[Extract to read]:
--- --- ---

It is another object of the present invention to provide an improved tube assembly for pneumatically coupling the aforementioned remote control apparatus to the machine.
This object is achieved by tightly bunching individual pneumatic tubes of the assembly together by means of heat shrinkable tubing (shrink tubing). The shrink tubing draws the tubes into a tightly bunched assembly which increases the mechanical strength of the assembly. The shrink tubing also conforms to the configuration of the bunched tubes even if the tubes are not aligned into a substantially tubular configuration. Thus, the shrink tubing eliminates any voids between individual tubes and between the tubes and the shrink tubing, thereby avoiding the possibility that such voids could become current carrying paths if conductive matter should get into the voids.
The above and other objects, features, aspects and advantages of the invention will be more apparent from the following description of the preferred embodiments thereof when considered with the accompanying drawings and appended claims.
The present invention is illustrated by way of example and not limitation in the figures of the accompanying drawings in which like numerals indicate similar parts and in which:
FIG. 1 is a side generally schematic view of a truck-mounted, hydraulically-actuated, articulating crane remotely operable by means of a pneumatic control panel assembly connected to the crane control system by an essentially electrically non-conducting pneumatic tube assembly;
FIG. 2 is a schematic diagram of the electrical and electro-pneumatic control system for controlling the crane's hydraulic function valves;
FIG. 3 is a front view of the electrical control panel assembly mounted at the crane, depicting the electric toggle switches which control the crane's hydraulic function valves;
FIG. 4 is a schematic diagram showing the electrical connection of the electric toggle switches of the electrical control panel assembly of FIG. 3;
FIG. 5 is a perspective view, partly broken away and partly in section, of the pneumatic-to-electric converter assembly which is connected between the pneumatic control panel assembly and the crane electrical control panel assembly;
FIG. 6 is a perspective view of the pneumatic control panel assembly depicting the pneumatic toggle switches which can control the crane's hydraulic function valves in parallel with the electric toggle switches;
FIG. 7 is a schematic diagram depicting the pneumatic connection of the pneumatic toggle switches of the pneumatic control panel assembly of FIG. 6;
FIGS. 8-10 are sectional views of a pneumatic shuttle valve connected to the emergency pneumatic pressure switch in the converter assembly of FIG. 5 depicting the valve in different operating conditions thereof; and
FIG. 11 is a perspective view, partly broken away, of the pneumatic tube assembly connecting the pneumatic control panel assembly of FIG. 6 to the converter assembly of FIG. 5.

--- --- ---

[Problem to solve]:
Answer these questions about the patent extract:
1. What material is used to bunch the individual pneumatic tubes tightly together?
2. What could the voids between tubes become if conductive matter got into them?
3. What kind of view does FIG. 11 give of the pneumatic tube assembly?
The items that come next were taken from a separate source.

--- --- ---

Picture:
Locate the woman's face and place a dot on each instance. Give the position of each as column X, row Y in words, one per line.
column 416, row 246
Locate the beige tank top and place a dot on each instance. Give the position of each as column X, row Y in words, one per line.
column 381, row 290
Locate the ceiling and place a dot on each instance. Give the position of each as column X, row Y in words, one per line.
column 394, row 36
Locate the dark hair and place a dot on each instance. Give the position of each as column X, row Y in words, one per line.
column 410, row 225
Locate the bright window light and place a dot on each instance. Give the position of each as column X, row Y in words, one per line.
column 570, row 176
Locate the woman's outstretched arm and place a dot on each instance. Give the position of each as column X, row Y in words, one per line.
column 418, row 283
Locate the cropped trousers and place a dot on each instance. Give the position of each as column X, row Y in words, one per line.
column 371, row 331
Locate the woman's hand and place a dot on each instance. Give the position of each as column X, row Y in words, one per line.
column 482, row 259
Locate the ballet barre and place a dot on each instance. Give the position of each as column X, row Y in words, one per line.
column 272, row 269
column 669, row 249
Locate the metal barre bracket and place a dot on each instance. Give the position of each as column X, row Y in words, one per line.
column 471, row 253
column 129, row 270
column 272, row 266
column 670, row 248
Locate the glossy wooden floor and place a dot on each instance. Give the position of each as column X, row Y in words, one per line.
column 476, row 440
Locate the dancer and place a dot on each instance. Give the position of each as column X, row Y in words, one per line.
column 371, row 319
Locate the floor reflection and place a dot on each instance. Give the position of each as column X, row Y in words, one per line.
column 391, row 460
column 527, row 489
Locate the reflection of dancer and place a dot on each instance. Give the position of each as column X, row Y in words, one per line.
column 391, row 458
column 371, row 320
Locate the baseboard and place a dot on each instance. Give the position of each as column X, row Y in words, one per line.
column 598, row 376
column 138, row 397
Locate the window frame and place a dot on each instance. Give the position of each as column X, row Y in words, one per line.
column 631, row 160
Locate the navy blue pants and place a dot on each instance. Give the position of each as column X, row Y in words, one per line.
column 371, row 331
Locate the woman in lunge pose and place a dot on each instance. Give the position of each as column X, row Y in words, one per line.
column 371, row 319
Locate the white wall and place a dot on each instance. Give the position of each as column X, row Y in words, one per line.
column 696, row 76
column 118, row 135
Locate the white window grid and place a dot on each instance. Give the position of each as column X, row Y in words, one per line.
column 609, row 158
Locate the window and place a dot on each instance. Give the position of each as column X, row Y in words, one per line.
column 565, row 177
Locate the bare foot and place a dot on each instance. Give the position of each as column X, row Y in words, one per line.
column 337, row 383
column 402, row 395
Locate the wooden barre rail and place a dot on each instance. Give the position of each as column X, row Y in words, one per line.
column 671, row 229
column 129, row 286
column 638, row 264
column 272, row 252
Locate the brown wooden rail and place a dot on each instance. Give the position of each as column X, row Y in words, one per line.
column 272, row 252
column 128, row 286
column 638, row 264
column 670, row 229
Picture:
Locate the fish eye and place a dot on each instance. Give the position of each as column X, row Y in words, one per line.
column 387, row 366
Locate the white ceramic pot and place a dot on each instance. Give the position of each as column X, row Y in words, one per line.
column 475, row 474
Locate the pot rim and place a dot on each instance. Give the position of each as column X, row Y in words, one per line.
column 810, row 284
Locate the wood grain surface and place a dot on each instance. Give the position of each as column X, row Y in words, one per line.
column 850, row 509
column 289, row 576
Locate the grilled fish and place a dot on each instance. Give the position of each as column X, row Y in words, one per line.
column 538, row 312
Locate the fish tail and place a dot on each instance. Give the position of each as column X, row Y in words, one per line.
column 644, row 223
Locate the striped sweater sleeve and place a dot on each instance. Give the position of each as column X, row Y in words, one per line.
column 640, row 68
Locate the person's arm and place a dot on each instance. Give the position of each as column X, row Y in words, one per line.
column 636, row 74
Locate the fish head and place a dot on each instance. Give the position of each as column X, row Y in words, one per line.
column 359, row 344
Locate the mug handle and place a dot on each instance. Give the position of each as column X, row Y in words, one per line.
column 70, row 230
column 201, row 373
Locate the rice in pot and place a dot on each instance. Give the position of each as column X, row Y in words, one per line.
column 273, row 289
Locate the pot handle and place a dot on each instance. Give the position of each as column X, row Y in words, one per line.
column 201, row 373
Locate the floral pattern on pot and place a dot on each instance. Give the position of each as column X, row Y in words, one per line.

--- --- ---

[Answer for this exercise]:
1. Heat shrinkable tubing (shrink tubing).
2. Current carrying paths.
3. A perspective view, partly broken away.